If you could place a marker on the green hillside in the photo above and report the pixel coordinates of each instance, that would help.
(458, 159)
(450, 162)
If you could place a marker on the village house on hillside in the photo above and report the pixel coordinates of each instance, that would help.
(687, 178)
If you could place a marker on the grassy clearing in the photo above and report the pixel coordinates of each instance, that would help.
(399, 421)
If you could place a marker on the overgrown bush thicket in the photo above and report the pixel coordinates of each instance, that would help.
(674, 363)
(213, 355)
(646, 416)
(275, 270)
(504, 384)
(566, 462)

- Task to complete -
Repeat each record exactly. Omit nothing.

- Exercise answer -
If you could place a marker on the green hillside in the photo above and report the pixel coordinates of each instance, that would help.
(458, 159)
(450, 162)
If you could place a marker on the village house on hillside in the photo above and report the pixel coordinates of each instance, that would help.
(687, 178)
If you could place a marker on the grassy clearing in the photo above and report the pixel coordinates of each instance, that would help.
(399, 421)
If you could place a marker on the overgrown bush thicket in the photo above and report the pixel coordinates of each instance, that would help.
(674, 363)
(213, 355)
(646, 416)
(275, 270)
(504, 384)
(566, 462)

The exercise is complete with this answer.